>> begin Extracted material

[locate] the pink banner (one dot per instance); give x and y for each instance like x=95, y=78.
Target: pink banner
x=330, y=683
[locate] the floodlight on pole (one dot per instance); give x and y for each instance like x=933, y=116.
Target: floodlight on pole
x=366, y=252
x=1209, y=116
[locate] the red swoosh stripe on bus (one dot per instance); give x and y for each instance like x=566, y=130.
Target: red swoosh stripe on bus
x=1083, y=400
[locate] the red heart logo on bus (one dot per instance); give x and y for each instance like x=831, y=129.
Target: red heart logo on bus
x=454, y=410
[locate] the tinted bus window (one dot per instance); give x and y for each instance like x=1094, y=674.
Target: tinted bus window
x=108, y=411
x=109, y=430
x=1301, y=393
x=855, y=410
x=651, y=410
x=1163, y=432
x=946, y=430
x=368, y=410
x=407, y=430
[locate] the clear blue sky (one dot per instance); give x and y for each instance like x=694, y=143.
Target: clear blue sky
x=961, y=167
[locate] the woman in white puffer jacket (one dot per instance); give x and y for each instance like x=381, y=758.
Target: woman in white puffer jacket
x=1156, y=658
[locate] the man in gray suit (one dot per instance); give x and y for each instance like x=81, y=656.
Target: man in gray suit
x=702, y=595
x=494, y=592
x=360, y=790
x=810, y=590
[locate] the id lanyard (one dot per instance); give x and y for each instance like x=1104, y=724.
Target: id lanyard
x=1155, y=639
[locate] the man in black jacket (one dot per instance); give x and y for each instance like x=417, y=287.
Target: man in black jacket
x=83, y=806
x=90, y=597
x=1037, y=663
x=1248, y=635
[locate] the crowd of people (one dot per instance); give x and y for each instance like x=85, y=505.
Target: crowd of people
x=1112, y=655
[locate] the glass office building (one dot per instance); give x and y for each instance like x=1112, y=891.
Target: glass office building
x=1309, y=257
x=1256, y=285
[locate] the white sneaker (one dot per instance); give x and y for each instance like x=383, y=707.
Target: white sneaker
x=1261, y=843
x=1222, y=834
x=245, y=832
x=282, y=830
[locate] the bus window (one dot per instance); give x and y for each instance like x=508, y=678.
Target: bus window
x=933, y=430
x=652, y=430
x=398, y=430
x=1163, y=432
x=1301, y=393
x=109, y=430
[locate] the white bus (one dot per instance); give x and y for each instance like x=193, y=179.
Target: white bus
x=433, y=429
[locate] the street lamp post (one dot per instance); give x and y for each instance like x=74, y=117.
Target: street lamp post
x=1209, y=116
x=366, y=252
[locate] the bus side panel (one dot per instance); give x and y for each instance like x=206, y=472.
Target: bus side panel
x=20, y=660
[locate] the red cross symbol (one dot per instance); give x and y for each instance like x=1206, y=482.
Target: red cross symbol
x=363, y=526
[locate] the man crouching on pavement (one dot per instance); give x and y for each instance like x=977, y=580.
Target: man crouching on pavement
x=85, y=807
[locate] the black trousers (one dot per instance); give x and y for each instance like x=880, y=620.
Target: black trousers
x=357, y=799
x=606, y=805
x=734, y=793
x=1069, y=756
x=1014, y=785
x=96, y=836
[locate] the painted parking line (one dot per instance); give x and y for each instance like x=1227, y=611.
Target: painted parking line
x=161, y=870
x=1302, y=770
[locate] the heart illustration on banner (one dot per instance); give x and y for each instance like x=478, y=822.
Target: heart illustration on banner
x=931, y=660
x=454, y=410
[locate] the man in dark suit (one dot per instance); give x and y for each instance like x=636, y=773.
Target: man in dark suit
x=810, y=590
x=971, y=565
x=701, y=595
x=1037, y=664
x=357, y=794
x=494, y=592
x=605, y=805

>> end Extracted material

* **Required task**
Lay out every line of the listing above as a numbered list, leaving out any blank lines.

* **Answer for the task**
1. [locate] the pink banner (one dot per instance); give x and y for each instance like x=95, y=78.
2. Target: pink banner
3. x=330, y=683
4. [locate] the floodlight on pole (one dot per instance); give x and y for each instance like x=933, y=116.
5. Target: floodlight on pole
6. x=366, y=252
7. x=1209, y=116
8. [locate] the red swoosh stripe on bus (one dot per instance); give x and y for each instance like x=566, y=130.
9. Target: red swoosh stripe on bus
10. x=1083, y=400
11. [locate] the red heart logo on bus (one dot per instance); give x and y for each instance like x=831, y=129.
12. Target: red heart logo on bus
13. x=454, y=410
14. [locate] the tinted bus window (one dot per instance); give x and y for each instance like x=1094, y=674.
15. Target: tinted bus window
16. x=108, y=411
17. x=109, y=430
18. x=1301, y=393
19. x=855, y=410
20. x=651, y=410
21. x=1163, y=432
22. x=946, y=430
23. x=368, y=410
24. x=407, y=430
25. [locate] the clear blue sky (one dot per instance); give x and y for each instance like x=694, y=143.
26. Target: clear blue sky
27. x=961, y=167
28. [locate] the woman in white puffer jacket (one dot per instance); give x and y for each instance like x=381, y=758.
29. Target: woman in white puffer jacket
30. x=1156, y=658
31. [locate] the man in gray suit (one dot per instance); give x and y for each instance like x=81, y=656.
32. Target: man in gray suit
33. x=702, y=595
34. x=494, y=592
35. x=360, y=790
36. x=810, y=590
37. [locate] the id lanyard (one dot per instance); give x and y for each instance like x=1104, y=724.
38. Target: id lanyard
39. x=1155, y=639
40. [locate] the man in black jacket (one dot per instance); give x and y for each instance like x=417, y=287.
41. Target: man in black jacket
42. x=83, y=806
43. x=90, y=597
44. x=1037, y=663
45. x=1248, y=635
46. [locate] the crowd of people (one dot per instance); give x and y for each instance like x=85, y=505.
47. Target: crowd of people
48. x=1112, y=655
49. [locate] the glass office building (one dot per instance); give x and y for each instance like x=1112, y=891.
50. Target: glass office building
51. x=1309, y=257
52. x=1256, y=285
53. [locate] the white sneaker (one dot per instance); give x and y for each instance like x=383, y=707.
54. Target: white sneaker
55. x=1261, y=843
56. x=1222, y=834
57. x=245, y=832
58. x=282, y=830
59. [locate] the bus window (one dot per instance); give x and y for each instance like x=508, y=678.
60. Target: bus window
61. x=933, y=430
62. x=652, y=430
63. x=398, y=430
64. x=1163, y=432
65. x=1301, y=393
66. x=109, y=430
67. [locate] the white bus (one dot per instance); give x and y for each instance like x=193, y=179.
68. Target: white bus
69. x=433, y=429
70. [locate] the street lamp post (one dot per instance); give x and y for each instance like x=74, y=117.
71. Target: street lamp post
72. x=1209, y=116
73. x=366, y=252
74. [locate] the bus side panel (one dot per instance); give x and y for each instance like x=206, y=472.
75. Target: bus side panel
76. x=20, y=660
77. [locate] the red cross symbol (one dot per instance); give x and y for each instance like x=1206, y=482.
78. Target: red cross symbol
79. x=363, y=526
80. [locate] the man crouching on pavement (one dot per instance); give x and y for each instance like x=977, y=580.
81. Target: man crouching on pavement
82. x=85, y=807
83. [locate] the black trousers (one dot per instance); give x and y for each instance like x=880, y=620.
84. Target: black trousers
85. x=357, y=799
86. x=606, y=805
87. x=734, y=793
88. x=1069, y=756
89. x=1014, y=785
90. x=96, y=836
91. [locate] the painted parking line (one dot per instance); give x and y for each instance like x=1227, y=611.
92. Target: painted parking line
93. x=161, y=870
94. x=1302, y=770
95. [locate] the heart illustration on banner (one dot per instance); give x and y for each instance like x=478, y=822.
96. Target: heart illustration on banner
97. x=931, y=660
98. x=454, y=410
99. [locate] the man in dark suit (one dot per instance); give x and y for each instance like x=636, y=773.
100. Target: man in dark suit
101. x=810, y=590
102. x=971, y=565
103. x=701, y=595
104. x=1037, y=664
105. x=357, y=794
106. x=494, y=592
107. x=605, y=805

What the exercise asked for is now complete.